» **DOCUMENT EXCERPT**
_____

These resources enable logic device designers to readily respond to changing requirements, fix design errors, enable freedom to trade off resources and power and speed, as well as easing the routing of the chip.

At the end of the project, however, this margin or reserve serves no useful purpose and they are going to be in the embedded system.  This application note will suggest two ways in which these resources can be effectively used.


Traditionally, aerospace logic designers have provided for a number of "test points" that are buffered and brought out of the box to either a subsystem or system test connector.  All such signals should be properly buffered to ensure that any faults induced either through handling or test component failure cannot reasonably effect the reliability of the flight system and that there is reasonable signal quality.

An example from a recent flight design is shown below in Figure 1 where six points are provided.  The buffering is done via a single hex inverter chip.  The only use of the hex inverter integrated circuit is for test points to decouple the test function from the flight hardware.

_____

» **DATA BLOCK**
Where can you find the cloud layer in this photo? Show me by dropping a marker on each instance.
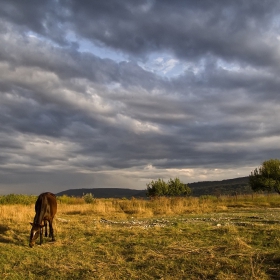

_____

» **TO BE DONE**
• A. Rewrite the application note excerpt from "These resources enable" to "of the chip.", changing "routing" to "layout".
• B. Extend the application note excerpt with a few sentences that pick up after its final sentence.

» **ANSWERS BY TASK**
• A.
These resources enable logic device designers to readily respond to changing requirements, fix design errors, enable freedom to trade off resources and power and speed, as well as easing the layout of the chip.

• B.
Figure 1. A Buffered Test Port

Typically, the signals to be brought out of the system are simply wired to one of the buffers.  That works well but with the use of the spare logic resources, the test port can be made more useful for functions such as system debug, improving system testability via making more signals visible at the box level, and providing an aid for calibration in certain system.

The n-bit test port can be made programmable via a simple register load command to the subsystem, allowing related sets of signals to be made visible, allowing for timing verification, capture by a logic analyzer, or other use as appropriate to the subsystem under test. 

For example, in a recently designed system, an eight bit command "programs" the test port to make visible 1 of up to 256 sets of six signals.  The power-on reset signal initializes the test port to provide a "look and feel" of a traditional system, with the six most commonly used signals available on the test port for use by the system test engineers.

The following VHDL code snippet shows the idea.  The eight-bit signal "k_probe" is initialized to "00000000" upon the application of power and is writable through the command interface.  For this system, signals "test1" and "test6" had fixed assignments to critical timing signals for use by the system-level test equipment.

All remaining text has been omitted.